■ Exercise ■
Copy the part of the material that starts with the line containing "Please mark every instance of the pagoda" and runs to the end of the material, word for word.

******************************

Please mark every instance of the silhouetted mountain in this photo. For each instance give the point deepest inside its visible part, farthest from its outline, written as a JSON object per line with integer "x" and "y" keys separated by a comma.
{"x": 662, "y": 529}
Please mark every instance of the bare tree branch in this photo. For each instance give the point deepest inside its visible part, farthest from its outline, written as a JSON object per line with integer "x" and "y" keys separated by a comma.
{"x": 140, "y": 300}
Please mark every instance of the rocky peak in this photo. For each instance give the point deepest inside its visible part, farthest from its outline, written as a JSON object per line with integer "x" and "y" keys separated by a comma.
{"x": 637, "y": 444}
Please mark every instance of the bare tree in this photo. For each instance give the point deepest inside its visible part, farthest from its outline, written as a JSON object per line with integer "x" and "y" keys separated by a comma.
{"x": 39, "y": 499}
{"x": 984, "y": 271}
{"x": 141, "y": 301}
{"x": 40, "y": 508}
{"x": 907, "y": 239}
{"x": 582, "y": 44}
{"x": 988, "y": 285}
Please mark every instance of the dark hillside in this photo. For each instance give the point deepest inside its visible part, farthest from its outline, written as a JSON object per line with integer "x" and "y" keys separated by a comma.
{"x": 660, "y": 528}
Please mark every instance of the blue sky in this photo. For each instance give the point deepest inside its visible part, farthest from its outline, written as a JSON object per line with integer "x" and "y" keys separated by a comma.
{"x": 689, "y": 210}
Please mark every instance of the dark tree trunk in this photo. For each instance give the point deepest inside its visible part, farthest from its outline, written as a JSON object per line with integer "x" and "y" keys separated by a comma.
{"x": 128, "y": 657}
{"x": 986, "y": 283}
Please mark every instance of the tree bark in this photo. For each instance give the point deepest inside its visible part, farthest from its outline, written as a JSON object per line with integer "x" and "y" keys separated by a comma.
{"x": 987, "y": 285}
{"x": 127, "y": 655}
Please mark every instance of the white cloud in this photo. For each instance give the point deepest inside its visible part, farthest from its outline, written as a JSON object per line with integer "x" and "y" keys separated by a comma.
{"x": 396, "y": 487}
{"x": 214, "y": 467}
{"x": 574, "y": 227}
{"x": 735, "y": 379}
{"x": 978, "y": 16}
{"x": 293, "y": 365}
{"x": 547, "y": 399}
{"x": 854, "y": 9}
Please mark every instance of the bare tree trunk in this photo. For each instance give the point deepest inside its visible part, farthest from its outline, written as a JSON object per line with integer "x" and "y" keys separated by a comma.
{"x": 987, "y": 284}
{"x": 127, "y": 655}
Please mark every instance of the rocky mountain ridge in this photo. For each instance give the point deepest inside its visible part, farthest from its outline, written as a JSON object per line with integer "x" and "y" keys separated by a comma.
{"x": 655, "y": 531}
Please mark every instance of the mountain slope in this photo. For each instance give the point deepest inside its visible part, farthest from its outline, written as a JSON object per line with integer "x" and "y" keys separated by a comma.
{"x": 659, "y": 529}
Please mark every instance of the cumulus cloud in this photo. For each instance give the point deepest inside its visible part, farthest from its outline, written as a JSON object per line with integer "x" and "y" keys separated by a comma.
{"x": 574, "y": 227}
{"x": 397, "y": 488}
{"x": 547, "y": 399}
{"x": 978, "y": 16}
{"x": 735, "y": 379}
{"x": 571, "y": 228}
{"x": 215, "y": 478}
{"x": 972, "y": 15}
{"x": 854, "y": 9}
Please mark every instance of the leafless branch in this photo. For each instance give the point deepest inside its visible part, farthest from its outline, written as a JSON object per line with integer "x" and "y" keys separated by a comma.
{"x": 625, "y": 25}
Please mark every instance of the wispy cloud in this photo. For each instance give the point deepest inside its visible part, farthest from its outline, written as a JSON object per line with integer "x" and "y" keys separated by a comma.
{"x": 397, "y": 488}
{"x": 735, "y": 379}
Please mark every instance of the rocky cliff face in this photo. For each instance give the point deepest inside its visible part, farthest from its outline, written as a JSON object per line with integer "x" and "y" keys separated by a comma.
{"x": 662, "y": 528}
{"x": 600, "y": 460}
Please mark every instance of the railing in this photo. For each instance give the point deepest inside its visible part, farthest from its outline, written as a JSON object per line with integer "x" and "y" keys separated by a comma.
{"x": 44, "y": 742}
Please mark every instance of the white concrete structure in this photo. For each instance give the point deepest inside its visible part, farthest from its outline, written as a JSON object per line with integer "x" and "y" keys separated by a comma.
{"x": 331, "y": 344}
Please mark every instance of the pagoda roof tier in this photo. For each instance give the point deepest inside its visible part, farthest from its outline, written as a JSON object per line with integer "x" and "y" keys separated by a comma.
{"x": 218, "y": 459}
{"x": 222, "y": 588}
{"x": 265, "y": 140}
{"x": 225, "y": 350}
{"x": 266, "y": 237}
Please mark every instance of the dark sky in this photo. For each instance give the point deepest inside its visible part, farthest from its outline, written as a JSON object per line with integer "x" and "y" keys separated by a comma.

******************************

■ Answer to this exercise ■
Please mark every instance of the pagoda roof tier in this photo. For each instance give the point deepest inside its visible part, farthest from its outline, written as a JSON object per line with integer "x" and "y" keys separated by a comma.
{"x": 218, "y": 459}
{"x": 222, "y": 588}
{"x": 265, "y": 140}
{"x": 225, "y": 350}
{"x": 266, "y": 237}
Please mark every instance of the dark sky in this photo. For each instance give the point deepest inside its visible part, farthest from its outline, written as a JSON object per line with integer "x" and "y" keys separated by a comma.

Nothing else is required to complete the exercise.